Set task: Arrange the material below as a JSON list of strings, one string per line, leaving out blank lines. Please omit the pictures.

BEGIN Data shown

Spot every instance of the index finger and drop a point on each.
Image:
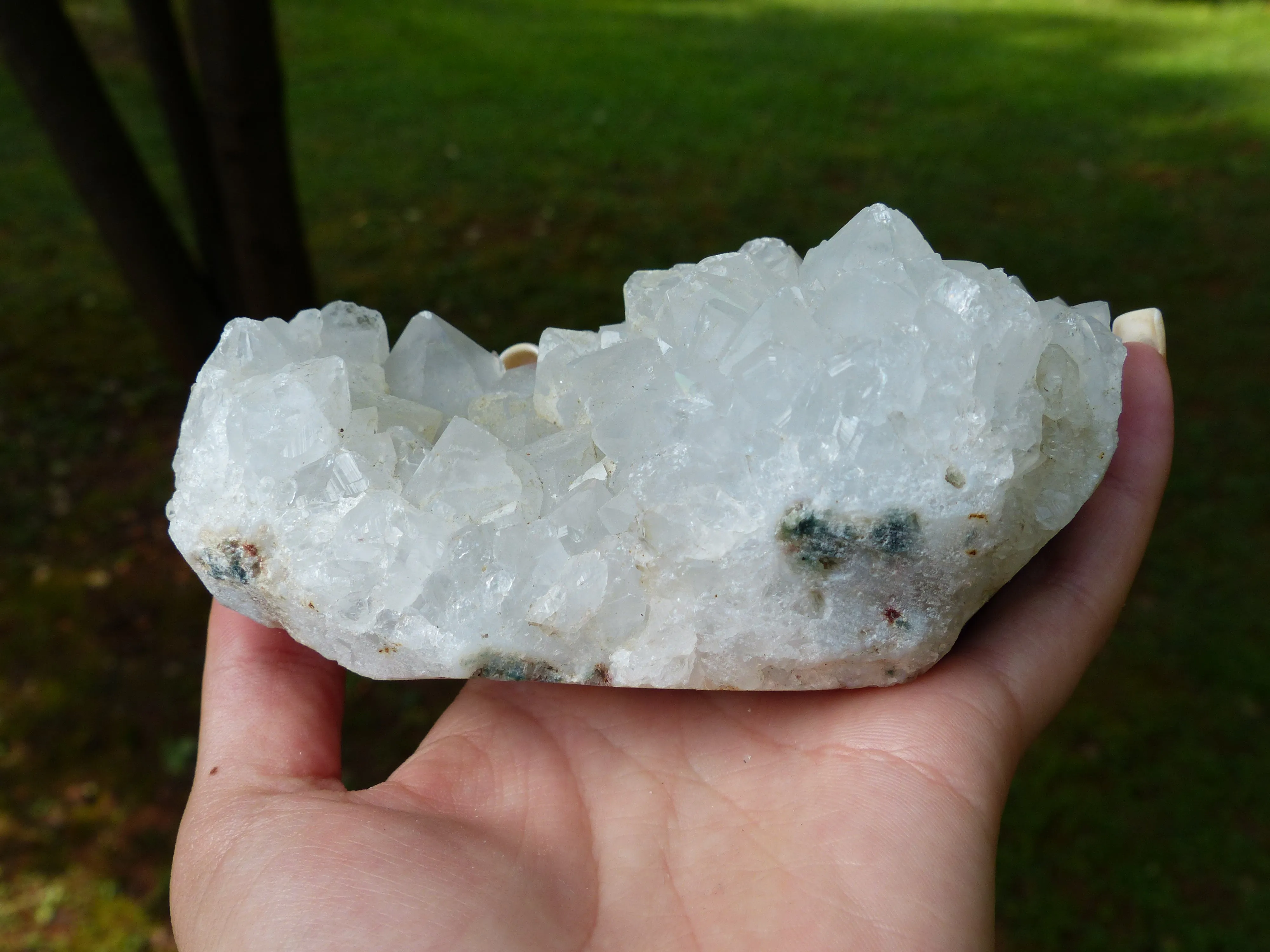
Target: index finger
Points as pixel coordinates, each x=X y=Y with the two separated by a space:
x=272 y=708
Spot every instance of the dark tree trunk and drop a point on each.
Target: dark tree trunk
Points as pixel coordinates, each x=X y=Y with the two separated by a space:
x=164 y=53
x=242 y=82
x=55 y=74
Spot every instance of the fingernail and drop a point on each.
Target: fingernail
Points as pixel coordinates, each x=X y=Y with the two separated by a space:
x=1146 y=327
x=519 y=356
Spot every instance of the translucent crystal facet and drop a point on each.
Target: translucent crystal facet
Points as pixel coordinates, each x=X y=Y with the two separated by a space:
x=774 y=474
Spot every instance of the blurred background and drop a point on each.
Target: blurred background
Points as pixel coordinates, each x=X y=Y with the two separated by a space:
x=507 y=164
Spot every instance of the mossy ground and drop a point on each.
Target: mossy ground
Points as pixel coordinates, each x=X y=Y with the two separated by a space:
x=507 y=163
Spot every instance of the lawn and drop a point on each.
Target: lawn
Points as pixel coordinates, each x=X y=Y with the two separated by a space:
x=507 y=164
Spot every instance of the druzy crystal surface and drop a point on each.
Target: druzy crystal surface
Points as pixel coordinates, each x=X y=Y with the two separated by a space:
x=777 y=473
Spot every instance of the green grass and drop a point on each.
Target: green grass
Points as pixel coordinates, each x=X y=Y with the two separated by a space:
x=507 y=164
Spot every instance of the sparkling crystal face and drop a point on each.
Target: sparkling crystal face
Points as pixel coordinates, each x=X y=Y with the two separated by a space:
x=774 y=474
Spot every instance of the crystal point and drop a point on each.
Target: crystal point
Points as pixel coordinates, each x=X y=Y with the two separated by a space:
x=775 y=474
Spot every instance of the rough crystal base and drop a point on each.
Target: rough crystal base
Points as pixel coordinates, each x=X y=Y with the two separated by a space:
x=774 y=474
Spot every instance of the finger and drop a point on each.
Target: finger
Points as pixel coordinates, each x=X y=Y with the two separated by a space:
x=272 y=708
x=1039 y=634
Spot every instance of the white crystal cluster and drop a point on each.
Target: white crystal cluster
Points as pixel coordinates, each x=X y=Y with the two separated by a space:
x=774 y=474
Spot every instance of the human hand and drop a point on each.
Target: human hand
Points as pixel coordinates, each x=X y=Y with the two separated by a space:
x=549 y=817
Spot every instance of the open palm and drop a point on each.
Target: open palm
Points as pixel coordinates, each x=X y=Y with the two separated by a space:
x=544 y=817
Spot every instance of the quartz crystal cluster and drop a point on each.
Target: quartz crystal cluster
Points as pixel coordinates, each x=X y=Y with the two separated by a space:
x=777 y=473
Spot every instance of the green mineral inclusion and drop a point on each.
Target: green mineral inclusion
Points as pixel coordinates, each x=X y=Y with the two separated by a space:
x=824 y=540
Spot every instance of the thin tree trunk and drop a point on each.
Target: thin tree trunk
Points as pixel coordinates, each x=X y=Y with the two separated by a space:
x=242 y=83
x=58 y=79
x=164 y=53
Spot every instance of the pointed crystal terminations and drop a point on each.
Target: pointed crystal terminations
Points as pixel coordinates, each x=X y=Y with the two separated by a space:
x=774 y=474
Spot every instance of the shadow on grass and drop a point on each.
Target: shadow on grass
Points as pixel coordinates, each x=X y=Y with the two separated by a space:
x=509 y=164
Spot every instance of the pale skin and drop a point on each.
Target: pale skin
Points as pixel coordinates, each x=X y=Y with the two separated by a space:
x=548 y=817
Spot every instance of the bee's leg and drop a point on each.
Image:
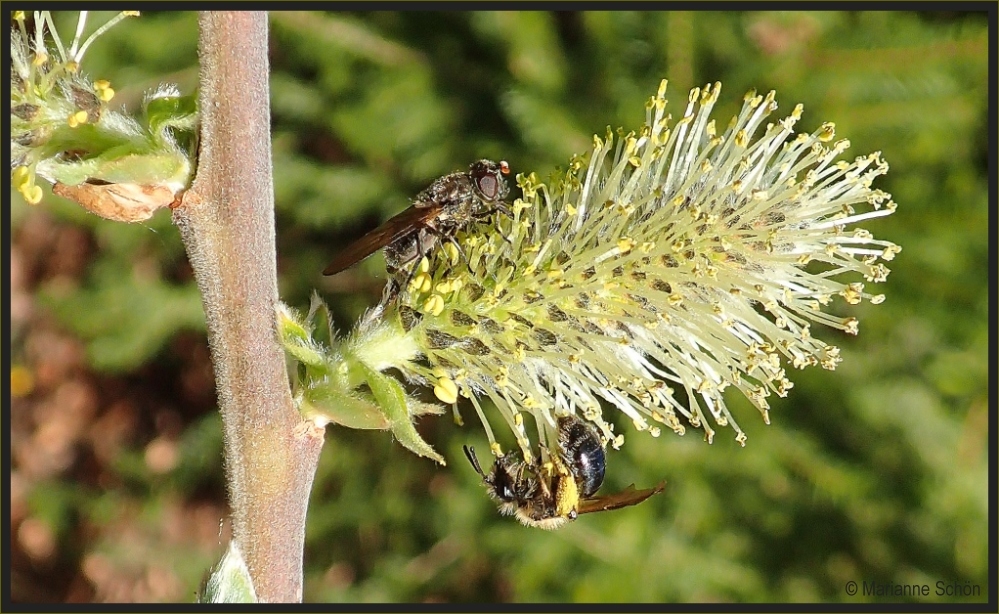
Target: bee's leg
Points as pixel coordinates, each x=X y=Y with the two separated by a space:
x=390 y=292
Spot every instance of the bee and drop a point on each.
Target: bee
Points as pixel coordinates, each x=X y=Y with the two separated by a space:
x=448 y=205
x=551 y=495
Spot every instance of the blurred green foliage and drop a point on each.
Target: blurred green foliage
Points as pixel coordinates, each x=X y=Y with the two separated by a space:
x=876 y=472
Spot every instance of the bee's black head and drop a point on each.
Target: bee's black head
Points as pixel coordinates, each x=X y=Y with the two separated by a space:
x=488 y=179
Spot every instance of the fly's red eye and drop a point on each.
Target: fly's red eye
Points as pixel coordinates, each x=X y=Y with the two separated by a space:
x=488 y=186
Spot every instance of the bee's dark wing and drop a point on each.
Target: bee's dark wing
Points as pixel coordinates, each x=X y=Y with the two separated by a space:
x=395 y=228
x=628 y=496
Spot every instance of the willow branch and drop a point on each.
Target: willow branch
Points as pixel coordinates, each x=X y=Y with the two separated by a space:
x=226 y=221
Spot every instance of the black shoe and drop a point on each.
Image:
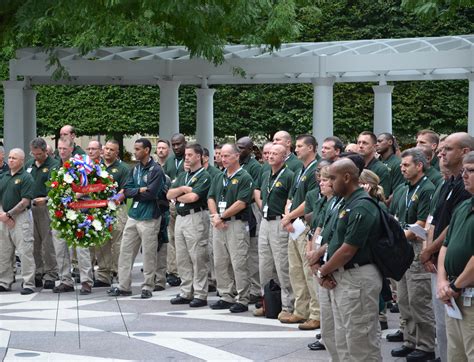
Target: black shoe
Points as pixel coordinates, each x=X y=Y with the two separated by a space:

END Data shown

Answer to this exercise:
[
  "Spot every instance of the index finger and drop a point on each.",
  "Image:",
  "Target: index finger",
  "Points as pixel coordinates, each x=X y=Y with the two separated by a space:",
  "x=272 y=708",
  "Spot every instance of the dark tree trunk and drop a point on each.",
  "Target: dark tree trunk",
  "Points as pixel coordinates, each x=X y=Y with the two separated by a space:",
  "x=164 y=53",
  "x=242 y=82",
  "x=55 y=74",
  "Spot every instance of the fingernail and drop a point on each.",
  "Target: fingernail",
  "Points as pixel coordinates, each x=X y=Y with the two separated by a space:",
  "x=1146 y=327",
  "x=519 y=356",
  "Spot every instance of the translucent crystal facet and drop a point on each.",
  "Target: translucent crystal facet",
  "Points as pixel coordinates, each x=X y=Y with the two separated by a space:",
  "x=774 y=474",
  "Spot every instance of the blurred background and drop a point on each.",
  "Target: blurred background",
  "Points as pixel coordinates, each x=X y=Y with the two separated by a space:",
  "x=507 y=164",
  "Spot every instance of the mossy ground and drop a point on each.",
  "Target: mossy ground",
  "Points as pixel coordinates, each x=X y=Y with the two separated by a space:",
  "x=507 y=163",
  "Spot every instance of the lawn and drop a point on each.",
  "Target: lawn",
  "Points as pixel coordinates, each x=X y=Y with the two separated by a space:",
  "x=507 y=164",
  "Spot every instance of the druzy crystal surface and drop a point on each.",
  "Target: druzy crystal surface",
  "Points as pixel coordinates, each x=X y=Y with the two separated by a space:",
  "x=777 y=473",
  "Spot every instance of the green grass and drop a point on each.",
  "Target: green grass",
  "Points as pixel coordinates, each x=X y=Y with the two separated by a space:",
  "x=507 y=164",
  "Spot every instance of the sparkling crystal face and drop a point on each.",
  "Target: sparkling crystal face",
  "Points as pixel coordinates, each x=X y=Y with the two separated by a space:",
  "x=774 y=474",
  "Spot every instance of the crystal point and drop a point on each.",
  "Target: crystal point",
  "Points as pixel coordinates, each x=X y=Y with the two separated by a space:",
  "x=775 y=474",
  "Spot every instance of the rough crystal base and drop a point on each.",
  "Target: rough crystal base",
  "Points as pixel coordinates, each x=X y=Y with the two separated by a space:",
  "x=774 y=474",
  "Spot every instance of the finger and drop a point on each.",
  "Target: finger",
  "Points as pixel coordinates, each x=X y=Y with the two separated by a space:",
  "x=272 y=708",
  "x=1039 y=634",
  "Spot every instance of the white crystal cluster and drop a point on each.",
  "Target: white crystal cluster",
  "Points as pixel coordinates, each x=X y=Y with the two separated by a space:",
  "x=774 y=474",
  "Spot every instance of the human hand and drop a point on each.",
  "Target: human hand",
  "Points as pixel coordinates, each x=X y=Y with the two separated by a space:",
  "x=549 y=817",
  "Spot every instance of the open palm and drop a point on each.",
  "Target: open palm",
  "Points as pixel coordinates, each x=X y=Y with the two separated by a space:",
  "x=544 y=817",
  "Spot every instance of the quartz crystal cluster and drop a point on each.",
  "Target: quartz crystal cluster",
  "Points as pixel coordinates, each x=X y=Y with the two separated by a space:",
  "x=777 y=473",
  "Spot every instance of the green mineral inclusion and drop a point on each.",
  "Target: green mineral inclusion",
  "Points as pixel coordinates, each x=X y=Y with the two separated by a space:",
  "x=824 y=540",
  "Spot every instance of the thin tree trunk and drop a point on each.",
  "Target: thin tree trunk",
  "Points as pixel coordinates, each x=X y=Y with the two separated by a space:",
  "x=242 y=83",
  "x=58 y=79",
  "x=164 y=53",
  "Spot every instance of the pointed crystal terminations and drop a point on each.",
  "Target: pointed crystal terminations",
  "Points as pixel coordinates, each x=X y=Y with the two separated by a space:",
  "x=774 y=474",
  "Spot every instance of the shadow on grass and drop a point on each.",
  "Target: shadow on grass",
  "Points as pixel coordinates, each x=X y=Y with the two separated by a space:",
  "x=509 y=164",
  "Spot every instance of the pale skin and drop a point on each.",
  "Target: pale skin",
  "Points as pixel coordinates, each x=X y=Y with the two separated by a space:",
  "x=548 y=817",
  "Spot every instance of the bee's leg and drop a point on each.",
  "Image:",
  "Target: bee's leg",
  "Points as pixel coordinates, each x=X y=Y with the two separated by a space:",
  "x=390 y=292",
  "Spot every instance of the bee and drop a point on each.",
  "Target: bee",
  "Points as pixel coordinates, each x=X y=Y with the two separated by a space:",
  "x=448 y=205",
  "x=551 y=495",
  "Spot every instance of the blurred green foliage and drop a point on each.",
  "Target: blurred green foliage",
  "Points as pixel coordinates, each x=X y=Y with the two separated by a space:",
  "x=876 y=472",
  "Spot every instance of the bee's black head and drop a point on each.",
  "Target: bee's black head",
  "Points as pixel coordinates, each x=X y=Y with the two separated by a space:",
  "x=488 y=179",
  "Spot every instance of the fly's red eye and drop a point on each.",
  "Target: fly's red eye",
  "Points as pixel coordinates, each x=X y=Y with the two separated by a space:",
  "x=488 y=186",
  "Spot every instance of the bee's dark wing and drop a point on each.",
  "Target: bee's dark wing",
  "Points as pixel coordinates, each x=X y=Y with the two separated by a space:",
  "x=395 y=228",
  "x=628 y=496",
  "Spot every instance of the willow branch and drop a point on each.",
  "Target: willow branch",
  "Points as pixel coordinates, each x=X y=Y with the two separated by a space:",
  "x=226 y=221",
  "Spot every instance of the black shoe and drop a point on each.",
  "Image:",
  "Target: black shoe",
  "Points as pixel coordinates, each x=X y=Y with the two separated by a space:"
]